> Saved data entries
◆ ◆ ◆ ◆ ◆
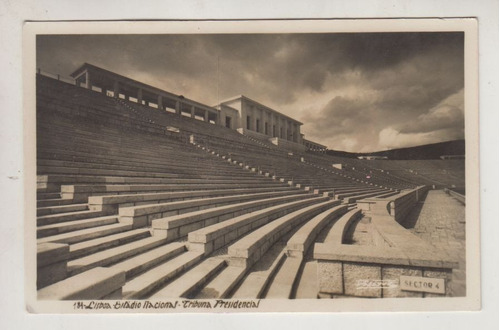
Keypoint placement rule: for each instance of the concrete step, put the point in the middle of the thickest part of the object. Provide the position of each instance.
(97, 283)
(174, 227)
(113, 255)
(284, 282)
(47, 195)
(143, 285)
(47, 210)
(301, 240)
(223, 284)
(53, 202)
(213, 237)
(81, 249)
(60, 228)
(128, 200)
(192, 280)
(246, 251)
(307, 286)
(255, 283)
(67, 217)
(86, 234)
(145, 261)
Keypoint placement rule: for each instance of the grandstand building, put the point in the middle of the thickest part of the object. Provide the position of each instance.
(144, 194)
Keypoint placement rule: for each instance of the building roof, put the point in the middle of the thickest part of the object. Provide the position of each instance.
(137, 84)
(243, 97)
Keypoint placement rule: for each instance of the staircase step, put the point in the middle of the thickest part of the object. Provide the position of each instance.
(86, 234)
(113, 255)
(223, 284)
(48, 195)
(282, 285)
(53, 202)
(255, 282)
(307, 287)
(150, 259)
(66, 217)
(59, 228)
(47, 210)
(144, 284)
(98, 244)
(192, 280)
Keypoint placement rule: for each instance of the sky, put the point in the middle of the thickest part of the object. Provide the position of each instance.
(357, 92)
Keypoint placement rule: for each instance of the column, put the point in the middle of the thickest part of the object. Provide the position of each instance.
(178, 107)
(272, 123)
(139, 96)
(88, 84)
(160, 102)
(116, 89)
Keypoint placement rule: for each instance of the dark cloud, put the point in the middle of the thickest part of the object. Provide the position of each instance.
(367, 82)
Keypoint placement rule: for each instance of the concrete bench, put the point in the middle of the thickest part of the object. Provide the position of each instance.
(80, 193)
(299, 243)
(341, 227)
(359, 192)
(147, 213)
(178, 226)
(215, 236)
(97, 283)
(246, 251)
(52, 260)
(115, 201)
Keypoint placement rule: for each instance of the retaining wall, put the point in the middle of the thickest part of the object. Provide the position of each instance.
(398, 264)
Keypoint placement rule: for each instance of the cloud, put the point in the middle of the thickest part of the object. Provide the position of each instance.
(390, 138)
(352, 91)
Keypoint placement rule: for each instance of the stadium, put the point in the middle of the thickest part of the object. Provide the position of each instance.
(146, 194)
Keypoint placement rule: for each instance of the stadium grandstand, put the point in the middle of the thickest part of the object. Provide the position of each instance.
(144, 194)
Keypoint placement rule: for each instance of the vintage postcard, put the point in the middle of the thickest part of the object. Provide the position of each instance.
(251, 166)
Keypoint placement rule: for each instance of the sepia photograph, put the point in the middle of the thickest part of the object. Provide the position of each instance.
(311, 166)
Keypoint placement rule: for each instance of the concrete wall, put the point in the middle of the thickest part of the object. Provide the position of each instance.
(397, 264)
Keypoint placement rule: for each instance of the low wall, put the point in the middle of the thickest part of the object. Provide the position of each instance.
(289, 145)
(397, 264)
(397, 206)
(457, 196)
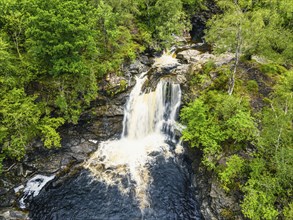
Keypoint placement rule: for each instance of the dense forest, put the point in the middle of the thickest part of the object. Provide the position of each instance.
(54, 53)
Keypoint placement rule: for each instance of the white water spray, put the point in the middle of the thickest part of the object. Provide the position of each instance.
(149, 120)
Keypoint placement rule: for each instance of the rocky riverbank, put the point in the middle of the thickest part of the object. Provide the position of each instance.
(104, 121)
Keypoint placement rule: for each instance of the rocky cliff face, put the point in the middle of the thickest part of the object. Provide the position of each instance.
(103, 120)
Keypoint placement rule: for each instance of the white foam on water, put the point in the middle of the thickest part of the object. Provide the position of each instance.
(146, 116)
(33, 187)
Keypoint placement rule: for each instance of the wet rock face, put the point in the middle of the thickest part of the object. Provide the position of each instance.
(101, 122)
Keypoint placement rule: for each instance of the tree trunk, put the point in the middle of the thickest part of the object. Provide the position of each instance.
(237, 55)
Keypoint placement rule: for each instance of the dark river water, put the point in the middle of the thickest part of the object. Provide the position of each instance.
(139, 176)
(171, 194)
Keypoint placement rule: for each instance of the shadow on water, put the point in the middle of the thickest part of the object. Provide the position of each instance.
(171, 194)
(157, 176)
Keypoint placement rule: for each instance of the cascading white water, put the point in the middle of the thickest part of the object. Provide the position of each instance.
(149, 120)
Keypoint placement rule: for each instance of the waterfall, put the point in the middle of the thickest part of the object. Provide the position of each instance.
(149, 119)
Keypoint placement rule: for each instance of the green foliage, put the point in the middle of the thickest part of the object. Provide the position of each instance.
(234, 168)
(47, 127)
(214, 121)
(252, 86)
(272, 69)
(59, 36)
(260, 193)
(160, 19)
(288, 211)
(258, 27)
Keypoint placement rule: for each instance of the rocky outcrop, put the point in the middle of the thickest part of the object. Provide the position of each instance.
(102, 121)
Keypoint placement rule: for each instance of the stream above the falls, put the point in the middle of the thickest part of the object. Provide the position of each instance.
(143, 175)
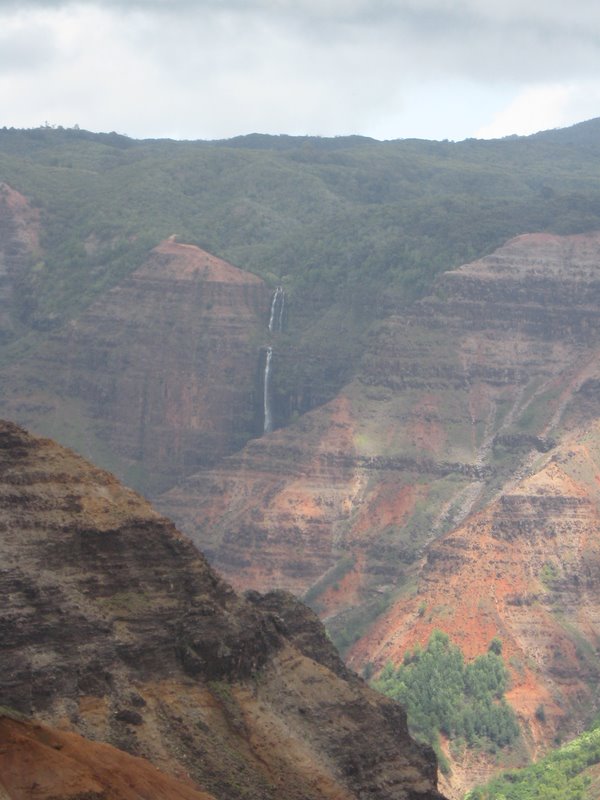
◆ ◆ ◆ ◆ ◆
Line by line, write out the data above exactly, without the pictures.

Keypoint placement rule: for each instance of the concrete step, put the point in the middle of the thickest part of the object. Provide the position of each instance.
(97, 283)
(174, 227)
(113, 255)
(284, 282)
(47, 195)
(143, 285)
(47, 210)
(301, 240)
(223, 284)
(53, 202)
(213, 237)
(81, 249)
(60, 228)
(128, 200)
(192, 280)
(246, 251)
(307, 286)
(255, 283)
(67, 217)
(86, 234)
(145, 261)
Keypoint placement rule: for each instance of the grandstand building, put the point in the middle of the thickest part of the object. Provide the position of each instance.
(144, 194)
Keypoint placement rule: for each instance of the building roof, put the point in the middle of the thickest part of the object. Provide the position of each instance.
(137, 84)
(243, 97)
Keypoint placement rule: for each instance of the staircase step, put the point in the middle of the thickest part of the object. Provide the position of each instance.
(86, 234)
(113, 255)
(223, 284)
(48, 195)
(282, 285)
(53, 202)
(255, 282)
(307, 287)
(150, 259)
(66, 217)
(59, 228)
(47, 210)
(144, 284)
(98, 244)
(192, 280)
Keypoint placement rule: for each instance of the sky, put the point in the middle of the thickest part of the object. Provide the position of each instance.
(357, 92)
Keypoint placement rule: for each instance of the column, put the point in the middle of the thickest part of the object. Provide the position of each instance.
(178, 107)
(272, 123)
(139, 96)
(88, 84)
(160, 102)
(116, 89)
Keypoint placement rule: for each instance of the dark cloud, put the point in the middle of the thickest part of the object. Provide the position of each instance.
(367, 82)
Keypoint placement rule: for each instance of the concrete bench, put the point in the middle of the thickest part of the object. Provide the position of each instance.
(80, 193)
(299, 243)
(341, 227)
(359, 192)
(147, 213)
(178, 226)
(215, 236)
(97, 283)
(246, 251)
(52, 260)
(115, 201)
Keypoint placement rule: for each instance of the retaining wall, put the point in the middle of the thickest part of the object. Provide the position of each instance.
(398, 264)
Keypoint placement rule: for each instance of the cloud, put the point in the middle of the thickest part of the object. Provide the position of each instance.
(390, 138)
(352, 91)
Keypoint placement rule: for each instance of the stadium, put the point in the middle of the thickest part of the object. Provide the position of each instance.
(146, 194)
Keypoint placement rule: for each instance of the stadium grandstand, put the point in the middle of the thickest part of the object. Provide the position of each instance.
(144, 194)
Keypoint placement rule: for each instance of the vintage postcard, put the point in the middle of the thickest part of the object. Provide the position of each instance.
(251, 166)
Keypoint placement rule: for each instance of the sepia photograph, put the point in the middle of the thickest part of the object. Provide the position of each instance.
(311, 166)
Keypoint placement rule: for each instance of the concrete wall, put the point in the middle of the thickest part of the object. Provide the position of each instance.
(397, 264)
Keypoint placement rule: for each instance of the low wall, put the point in the middle of the thickest part of the object. Provide the position of each instance.
(289, 145)
(397, 264)
(397, 206)
(457, 196)
Keypoint placement rule: for each instance of the dense forest, put the point in the middle of the thickest part of the object. Provide the position of each instance.
(54, 53)
Keypoint placement rule: for each instance of the white water spray, put the point in the middle of the thickest part of the object. Provide the position of each instance.
(149, 120)
Keypoint placement rule: for each instance of the rocky riverbank, put the point in the middle of the thickest part of the object. Provide the position of each instance.
(104, 121)
Keypoint placement rule: for each instance of the rocky cliff face, put the point in the middle of the thickest part of the object. Provide the position of each instance.
(103, 120)
Keypoint placement rule: for each instance of the white foam on water, put the point in the middle of the thickest part of the object. Provide the position of each instance.
(146, 116)
(33, 187)
Keypoint placement rule: for each instance of the wet rock face, put the point in the middle of the thickest part of the object. Provide the position of each instance.
(101, 122)
Keypoint placement rule: for each instance of the tree trunk, put the point in the middle of the thickest part of the object. Provide the position of each instance.
(237, 55)
Keypoint placement rule: for each instance of the dark river water, put the point in the middle of the thickest part of the object. Provide the position of each instance.
(139, 176)
(171, 194)
Keypoint placement rule: for each instance of the shadow on water, put the point in the middle of the thickest part of the object. Provide the position of each instance.
(171, 194)
(157, 176)
Keypoint placement rule: for each instance of the cascading white water, put the point in the middle of the thickest part of the object. Provide the position of each instance.
(149, 120)
Keypoint placement rule: for each instance of the waterfall, put the point in the middle of the thickest part of the object. Provide the position of each instance.
(149, 119)
Keypoint placement rule: for each instance of the green foliage, put the point in the middle of the thickest part of the object. Provide the position of each instance.
(234, 168)
(47, 127)
(214, 121)
(252, 86)
(272, 69)
(59, 36)
(260, 193)
(160, 19)
(288, 211)
(258, 27)
Keypoint placement rule: for each instance of the rocky outcrop, put the point in the middle of the thickest part of the object. Provide the position of each instance.
(102, 121)
Keypoint placement rule: for each instance of the stream above the falls, put the point in the middle of the thickest part of the object. Provide the position of each instance.
(143, 175)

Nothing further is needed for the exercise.